Request: Please transcribe the records precisely; pictures stay out of your copy.

A run of records:
☆ ☆ ☆ ☆ ☆

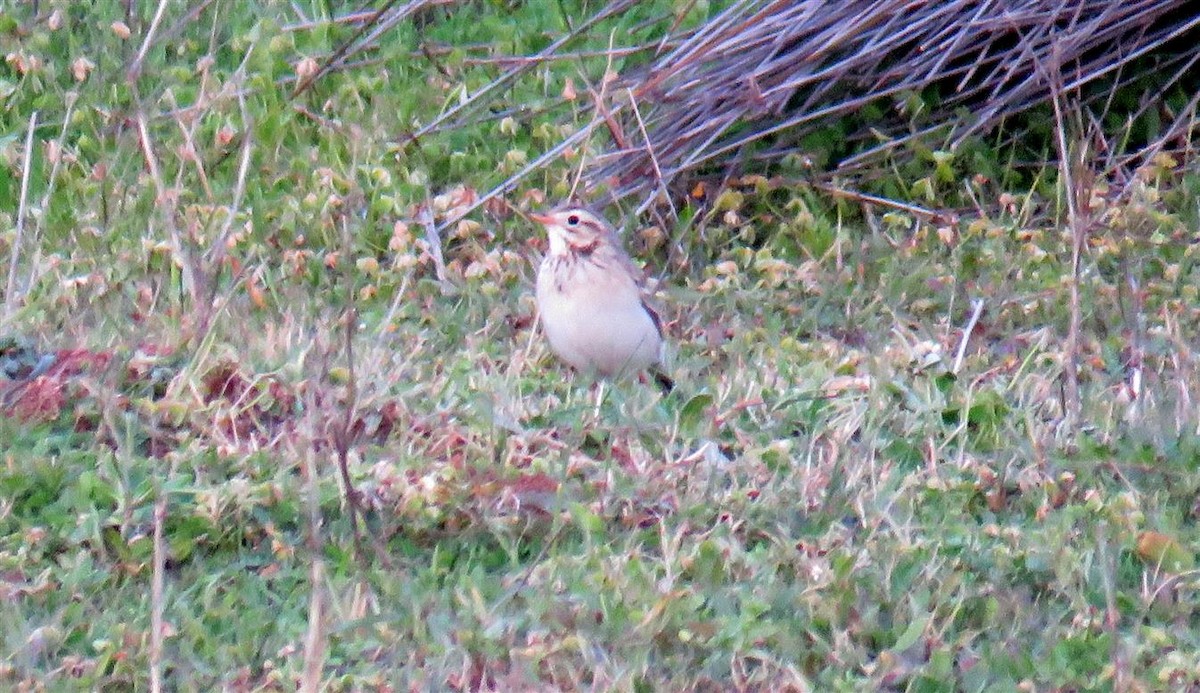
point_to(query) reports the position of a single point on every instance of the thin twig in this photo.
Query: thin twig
(976, 311)
(10, 295)
(135, 70)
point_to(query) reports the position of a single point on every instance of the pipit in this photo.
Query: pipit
(589, 296)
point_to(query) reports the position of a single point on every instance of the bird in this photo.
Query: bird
(591, 299)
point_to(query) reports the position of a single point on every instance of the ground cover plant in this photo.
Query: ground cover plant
(243, 270)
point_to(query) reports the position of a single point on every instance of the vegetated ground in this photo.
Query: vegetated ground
(829, 500)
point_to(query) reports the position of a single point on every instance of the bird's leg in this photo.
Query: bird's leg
(600, 393)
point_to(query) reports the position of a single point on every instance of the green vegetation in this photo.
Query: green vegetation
(827, 501)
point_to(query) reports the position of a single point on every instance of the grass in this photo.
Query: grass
(825, 502)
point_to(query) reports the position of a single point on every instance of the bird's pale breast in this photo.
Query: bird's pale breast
(594, 318)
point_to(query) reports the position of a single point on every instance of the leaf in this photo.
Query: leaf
(694, 411)
(1162, 550)
(911, 634)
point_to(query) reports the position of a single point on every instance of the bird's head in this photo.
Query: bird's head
(574, 228)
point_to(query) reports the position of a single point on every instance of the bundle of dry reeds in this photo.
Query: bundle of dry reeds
(763, 73)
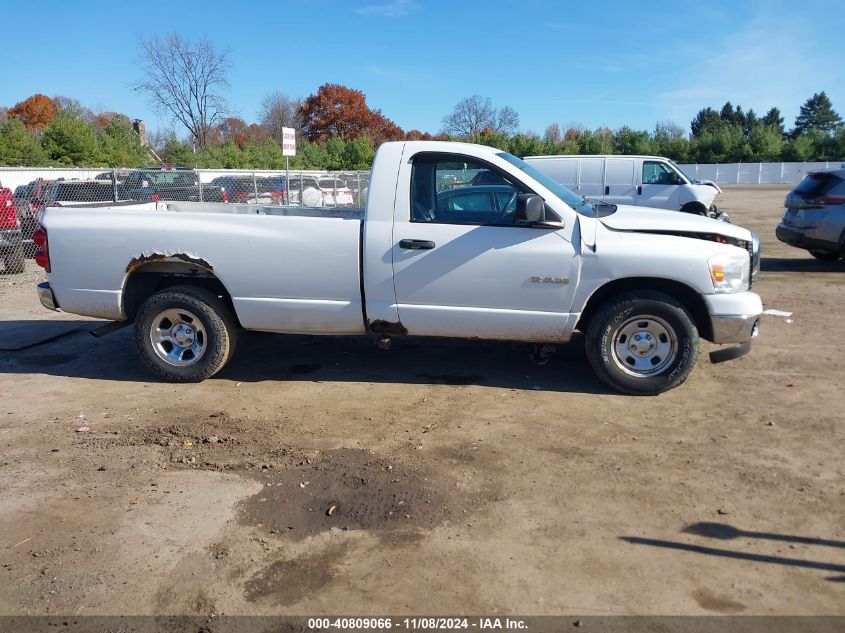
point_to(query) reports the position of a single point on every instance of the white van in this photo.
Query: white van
(648, 181)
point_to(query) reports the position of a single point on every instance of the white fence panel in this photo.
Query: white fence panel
(756, 173)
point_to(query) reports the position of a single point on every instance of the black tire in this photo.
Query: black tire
(824, 256)
(660, 315)
(15, 263)
(218, 328)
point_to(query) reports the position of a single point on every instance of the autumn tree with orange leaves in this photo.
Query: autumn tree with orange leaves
(336, 110)
(34, 112)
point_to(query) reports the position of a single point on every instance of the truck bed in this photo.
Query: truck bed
(291, 269)
(347, 213)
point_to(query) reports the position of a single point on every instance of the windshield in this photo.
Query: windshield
(681, 171)
(579, 203)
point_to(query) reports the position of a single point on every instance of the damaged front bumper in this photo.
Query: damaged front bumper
(734, 319)
(46, 296)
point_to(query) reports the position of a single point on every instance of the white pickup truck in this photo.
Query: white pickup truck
(456, 240)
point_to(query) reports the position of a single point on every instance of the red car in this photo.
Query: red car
(11, 248)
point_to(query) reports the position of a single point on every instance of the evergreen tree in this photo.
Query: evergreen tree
(817, 113)
(774, 119)
(706, 120)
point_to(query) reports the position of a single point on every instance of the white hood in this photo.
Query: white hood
(629, 218)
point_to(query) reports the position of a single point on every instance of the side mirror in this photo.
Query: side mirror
(530, 208)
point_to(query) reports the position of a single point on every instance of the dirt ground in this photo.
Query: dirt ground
(323, 475)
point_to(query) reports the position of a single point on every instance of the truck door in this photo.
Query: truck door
(465, 270)
(619, 181)
(659, 186)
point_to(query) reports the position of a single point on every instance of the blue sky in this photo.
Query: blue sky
(598, 63)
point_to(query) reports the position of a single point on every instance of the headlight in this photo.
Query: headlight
(730, 271)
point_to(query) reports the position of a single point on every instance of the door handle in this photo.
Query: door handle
(416, 245)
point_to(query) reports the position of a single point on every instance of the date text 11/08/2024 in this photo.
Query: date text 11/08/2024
(416, 624)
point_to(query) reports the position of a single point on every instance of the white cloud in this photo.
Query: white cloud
(772, 61)
(394, 9)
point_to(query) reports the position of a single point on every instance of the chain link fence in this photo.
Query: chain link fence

☆ ☆ ☆ ☆ ☆

Response for this exercise:
point_to(query) reports the position of a single point on every instance of the thin twig in this photo.
Query: thin twig
(976, 311)
(10, 295)
(135, 70)
point_to(query) reports the position of a single point on every instance of the pipit in this photo.
Query: pipit
(589, 296)
point_to(query) reports the position of a single point on every instance of the bird in this photo.
Query: bird
(591, 299)
point_to(query) reports the position of a single point on every instance of the ground cover plant in this photo.
Query: ground cover plant
(243, 270)
point_to(query) reports the position of a single point on every instance of the vegetated ground in this photo.
Query: vegetated ground
(829, 500)
point_to(query) reports the position of a single point on every instance of the bird's leg in this photo.
Query: bird's leg
(600, 393)
point_to(query) reports the position of a single point on every instance of the green vegetation in this photo.
Query: green vegetation
(827, 501)
point_to(query) reports the position of a single point on every instance of the grass in this photo.
Query: grass
(825, 502)
point_to(query) reports the position of a single point on every instance of the bird's pale breast in this photo.
Query: bird's pale breast
(594, 318)
point_to(query) reports the position of a single point on every instance of the leaf in this photo.
Query: leaf
(694, 411)
(1162, 550)
(911, 634)
point_to(query) reports the position of a single point on every instance of the bird's head in this photo.
Query: bird's head
(574, 228)
point_to(query) reports the position of a single point on every instance of the bundle of dry reeds in this photo.
Query: bundle of dry reeds
(763, 73)
point_to(query) reports the position of a single point on every instance of the white van in this photo.
Query: white van
(648, 181)
point_to(query) reports the position of a single point on every instance of the white fence panel in this photo.
Query: white fence panel
(756, 173)
point_to(query) reports the position of a single point on every instance of the black tire in this photo.
Query: black tire
(824, 256)
(660, 315)
(15, 263)
(218, 328)
point_to(query) reports the position of a single point on every instance of the autumn tree with orange leaves in this photo.
Query: autumn tree with orange leaves
(336, 110)
(34, 112)
point_to(query) reports the position of a single point on every instance of the truck bed in this photo.
Query: truck bed
(291, 269)
(347, 213)
point_to(query) reports the position of a single point on every instance of the windshield in this photo.
Query: windshield
(681, 171)
(579, 203)
point_to(query) reports the position of a single point on every instance of the damaged front bumper in this photo.
Query: damaged front bumper
(734, 319)
(46, 296)
point_to(query) reports the position of a single point on every instance of the white pickup truck in this photo.
Query: white pickup truck
(456, 240)
point_to(query) reports the position of a single point on every instance of the red car in this photo.
Query: red car
(11, 248)
point_to(query) reports the position of a single point on every instance of the evergreen tree in this photo.
Query: evergreen tree
(817, 113)
(774, 119)
(706, 120)
point_to(query) reports the position of a single point on every instance of the white hood in this photo.
Query: white hood
(629, 218)
point_to(query) reports the position of a single point on every instance of the side mirror in this photo.
Query: side mirror
(530, 208)
point_to(query) reports the position of a single point on every instance of the dirt ground in this photo.
Query: dirt ground
(323, 475)
point_to(query) reports the position of a single point on every instance of the truck door in this photo.
Query: truck door
(465, 270)
(619, 181)
(659, 186)
point_to(query) reports the position of a single point on every instance of the blue sky in this photo.
Query: blue sky
(598, 63)
point_to(query) reports the position of a single point on every instance of the headlight in this photo.
Query: headlight
(730, 271)
point_to(query) reports the position of a single point on every instance of the door handle in this photo.
Query: door handle
(416, 245)
point_to(query) reports the position of a single point on every instance of the date text 11/08/2024 in this photo.
Query: date text 11/08/2024
(416, 624)
point_to(query) reports the position of a single point on every instance of the white cloud in this photo.
Query: white cloud
(772, 61)
(394, 9)
point_to(query) reports the position of a single point on every instance of the chain link fence in this photo.
Query: chain link fence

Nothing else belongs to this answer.